MHB Writing an Algorithm to Check Depth of Leaves in an Ordered Tree

[evinda]

Hello! (Wave)

I want to write an algorithm, that implements an ordered tree(not necessary binary tree). It should check if all the leaves of the ordered tree (that is implemented from the binary tree) are at the same depth.

Could you give me some hints how I could do this? (Thinking)

 

[evinda]

Suppose that we have, for example, this tree:

View attachment 3548

Could you explain me how we found this binary search tree:

View attachment 3551
in order to make operations at the first tree? (Thinking)

 

[evinda]

This isn't the right corresponding binary tree, right? (Thinking)

Because, I read that at a binary search tree, each node has no more than two child nodes.

 

[I like Serena]

Hello! (Wave)

I want to write an algorithm, that implements an ordered tree(not necessary binary tree). It should check if all the leaves of the ordered tree (that is implemented from the binary tree) are at the same depth.

Could you give me some hints how I could do this? (Thinking)

Hi! (Blush)

What should the algorithm implement? (Wondering)
An ordered tree (not necessarily binary)?
Or a test whether a binary tree has all leaves at the same depth?
Or a test whether an ordered tree, that is constructed from a binary tree, has all leaves at the same depth?
Or something else?

Suppose that we have, for example, this tree:

Could you explain me how we found this binary search tree:

in order to make operations at the first tree? (Thinking)

This seems to be the wrong way around.
If we have a tree like the second one, we can convert it into the binary tree that is shown first. (Wasntme)

This isn't the right corresponding binary tree, right? (Thinking)

Because, I read that at a binary search tree, each node has no more than two child nodes.

Check. $\checkmark$

 

[evinda]

Hi! (Blush)

What should the algorithm implement? (Wondering)
An ordered tree (not necessarily binary)?
Or a test whether a binary tree has all leaves at the same depth?
Or a test whether an ordered tree, that is constructed from a binary tree, has all leaves at the same depth?
Or something else?

The algorithm should test, whether an ordered tree, that is constructed from a binary tree, has all leaves at the same depth.. (Nod) (Blush)

This seems to be the wrong way around.

···

* [SET TASK A]: Pick out each line of the records that holds the string "panel", with case counting, and copy those lines.
The forum thread and the records have nothing to do with each other.

(Items from the dataset)

···

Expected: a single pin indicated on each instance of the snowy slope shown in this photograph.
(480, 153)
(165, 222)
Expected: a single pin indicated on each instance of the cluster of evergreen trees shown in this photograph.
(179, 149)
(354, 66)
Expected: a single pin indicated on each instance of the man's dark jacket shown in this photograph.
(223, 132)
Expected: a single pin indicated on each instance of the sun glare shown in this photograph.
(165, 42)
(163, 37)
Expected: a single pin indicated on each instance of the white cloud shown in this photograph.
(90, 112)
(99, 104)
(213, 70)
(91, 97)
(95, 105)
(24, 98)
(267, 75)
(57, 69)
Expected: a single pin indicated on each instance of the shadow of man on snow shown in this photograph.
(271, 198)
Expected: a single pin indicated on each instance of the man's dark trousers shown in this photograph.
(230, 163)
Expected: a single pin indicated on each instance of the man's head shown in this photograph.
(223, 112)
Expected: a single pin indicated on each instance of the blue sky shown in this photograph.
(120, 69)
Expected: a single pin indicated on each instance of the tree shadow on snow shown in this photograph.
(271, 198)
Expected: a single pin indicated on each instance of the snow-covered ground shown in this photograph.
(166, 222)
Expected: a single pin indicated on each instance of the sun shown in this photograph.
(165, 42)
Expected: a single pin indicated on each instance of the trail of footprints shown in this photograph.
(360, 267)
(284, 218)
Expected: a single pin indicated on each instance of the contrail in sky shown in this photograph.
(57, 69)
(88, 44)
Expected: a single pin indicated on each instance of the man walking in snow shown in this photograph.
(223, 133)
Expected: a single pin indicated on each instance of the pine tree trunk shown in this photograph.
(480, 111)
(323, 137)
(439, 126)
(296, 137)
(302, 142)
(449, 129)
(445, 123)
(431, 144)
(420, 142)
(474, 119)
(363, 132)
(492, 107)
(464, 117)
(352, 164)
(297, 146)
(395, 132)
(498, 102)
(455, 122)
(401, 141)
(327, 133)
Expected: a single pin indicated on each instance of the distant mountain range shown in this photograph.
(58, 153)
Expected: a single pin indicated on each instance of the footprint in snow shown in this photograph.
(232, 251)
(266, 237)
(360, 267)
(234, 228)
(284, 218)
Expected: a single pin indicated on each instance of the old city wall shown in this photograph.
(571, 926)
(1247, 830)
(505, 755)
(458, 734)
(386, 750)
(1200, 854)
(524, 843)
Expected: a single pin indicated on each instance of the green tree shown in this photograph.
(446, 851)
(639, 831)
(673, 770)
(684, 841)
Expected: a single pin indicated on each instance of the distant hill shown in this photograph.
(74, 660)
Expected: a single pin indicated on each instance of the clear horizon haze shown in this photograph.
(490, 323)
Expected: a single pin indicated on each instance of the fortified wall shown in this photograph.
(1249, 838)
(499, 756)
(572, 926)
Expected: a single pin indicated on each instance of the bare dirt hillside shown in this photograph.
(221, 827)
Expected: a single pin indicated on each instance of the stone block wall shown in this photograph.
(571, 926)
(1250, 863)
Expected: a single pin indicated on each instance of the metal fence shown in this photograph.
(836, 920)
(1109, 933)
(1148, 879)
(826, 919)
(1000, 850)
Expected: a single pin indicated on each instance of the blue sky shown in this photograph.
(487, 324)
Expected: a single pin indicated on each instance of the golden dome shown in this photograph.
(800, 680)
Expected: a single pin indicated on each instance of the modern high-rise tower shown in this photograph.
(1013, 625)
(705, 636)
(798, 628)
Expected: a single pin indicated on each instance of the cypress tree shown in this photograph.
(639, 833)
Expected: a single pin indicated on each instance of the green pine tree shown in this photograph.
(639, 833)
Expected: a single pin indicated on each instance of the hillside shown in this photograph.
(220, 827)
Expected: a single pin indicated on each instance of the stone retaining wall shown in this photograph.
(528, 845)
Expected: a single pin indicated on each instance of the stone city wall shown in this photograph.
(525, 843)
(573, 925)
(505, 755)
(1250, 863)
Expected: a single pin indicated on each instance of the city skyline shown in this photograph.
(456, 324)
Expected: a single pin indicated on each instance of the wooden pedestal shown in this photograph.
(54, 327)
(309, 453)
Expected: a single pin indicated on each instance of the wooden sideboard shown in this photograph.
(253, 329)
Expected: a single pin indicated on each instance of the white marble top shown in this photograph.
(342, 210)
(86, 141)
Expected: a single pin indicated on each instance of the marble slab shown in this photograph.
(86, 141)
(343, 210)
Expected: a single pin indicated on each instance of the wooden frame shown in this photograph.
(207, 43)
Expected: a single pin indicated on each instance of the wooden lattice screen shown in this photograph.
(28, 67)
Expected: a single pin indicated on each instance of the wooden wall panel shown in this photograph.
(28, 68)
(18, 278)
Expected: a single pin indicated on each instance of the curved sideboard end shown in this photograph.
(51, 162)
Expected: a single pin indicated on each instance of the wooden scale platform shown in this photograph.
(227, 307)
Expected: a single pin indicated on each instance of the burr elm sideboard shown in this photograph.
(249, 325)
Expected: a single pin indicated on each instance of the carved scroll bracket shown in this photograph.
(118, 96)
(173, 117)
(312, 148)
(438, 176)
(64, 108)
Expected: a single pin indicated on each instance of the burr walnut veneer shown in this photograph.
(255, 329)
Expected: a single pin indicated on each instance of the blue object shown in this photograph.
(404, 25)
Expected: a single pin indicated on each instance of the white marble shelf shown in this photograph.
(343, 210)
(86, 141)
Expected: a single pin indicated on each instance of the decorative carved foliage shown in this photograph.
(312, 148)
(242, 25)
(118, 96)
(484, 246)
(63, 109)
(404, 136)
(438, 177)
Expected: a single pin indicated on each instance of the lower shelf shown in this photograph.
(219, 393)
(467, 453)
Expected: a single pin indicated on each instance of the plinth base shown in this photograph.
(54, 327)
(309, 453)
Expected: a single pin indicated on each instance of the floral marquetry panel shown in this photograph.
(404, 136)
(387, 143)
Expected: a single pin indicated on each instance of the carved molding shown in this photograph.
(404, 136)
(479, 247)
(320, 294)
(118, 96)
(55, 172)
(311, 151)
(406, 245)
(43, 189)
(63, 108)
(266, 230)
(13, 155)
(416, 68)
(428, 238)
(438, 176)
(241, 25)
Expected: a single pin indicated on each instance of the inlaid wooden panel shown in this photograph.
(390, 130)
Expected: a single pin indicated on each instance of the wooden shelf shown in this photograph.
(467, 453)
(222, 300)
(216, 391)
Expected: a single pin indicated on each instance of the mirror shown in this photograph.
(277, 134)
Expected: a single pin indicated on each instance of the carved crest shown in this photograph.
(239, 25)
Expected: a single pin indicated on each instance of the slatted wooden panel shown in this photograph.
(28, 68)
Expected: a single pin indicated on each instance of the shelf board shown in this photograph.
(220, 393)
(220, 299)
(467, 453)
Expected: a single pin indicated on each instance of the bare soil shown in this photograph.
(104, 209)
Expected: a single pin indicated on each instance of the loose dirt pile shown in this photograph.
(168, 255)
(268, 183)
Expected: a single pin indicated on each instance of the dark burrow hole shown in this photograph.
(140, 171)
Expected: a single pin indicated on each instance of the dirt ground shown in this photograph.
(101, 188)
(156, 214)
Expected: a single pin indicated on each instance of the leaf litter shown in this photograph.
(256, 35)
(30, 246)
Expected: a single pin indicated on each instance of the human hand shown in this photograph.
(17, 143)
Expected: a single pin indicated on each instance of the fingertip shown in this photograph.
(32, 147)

···

* [SET TASK B]: Take the forum thread about checking leaf depth in an ordered tree further, starting right after its last line.

* [EXPECTED ANSWER A]:
Expected: a single pin indicated on each instance of the wooden wall panel shown in this photograph.
Expected: a single pin indicated on each instance of the floral marquetry panel shown in this photograph.
Expected: a single pin indicated on each instance of the inlaid wooden panel shown in this photograph.
Expected: a single pin indicated on each instance of the slatted wooden panel shown in this photograph.

* [EXPECTED ANSWER B]:
If we have a tree like the second one, we can convert it into the binary tree that is shown first. (Wasntme)

A ok.. (Nod) But, could you explain me how we can do this? (Thinking)

 

[I like Serena]

The algorithm should test, whether an ordered tree, that is constructed from a binary tree, has all leaves at the same depth.. (Nod) (Blush)

Actually, it's still the wrong way around.
I only know how to construct an ordered binary tree from an ordered tree. (Doh)

A ok.. (Nod) But, could you explain me how we can do this? (Thinking)

Well, we start with an ordered tree, which is not binary, as in your example where the root has 3 children.
Then we keep the link of each node to its leftmost child, and we remove all other child links, replacing them by sibling links.
Presto! An ordered binary tree. (Whew)

 

[evinda]

Actually, it's still the wrong way around.
I only know how to construct an ordered binary tree from an ordered tree. (Doh)

Well, we start with an ordered tree, which is not binary, as in your example where the root has 3 children.
Then we keep the link of each node to its leftmost child, and we remove all other child links, replacing them by sibling links.
Presto! An ordered binary tree. (Whew)

So, does this mean that we take the root, its child is the leftmost node from the next level and the other nodes of this level are the siblings of the leftmost node and so on..? (Thinking)

Or have I understood it wrong?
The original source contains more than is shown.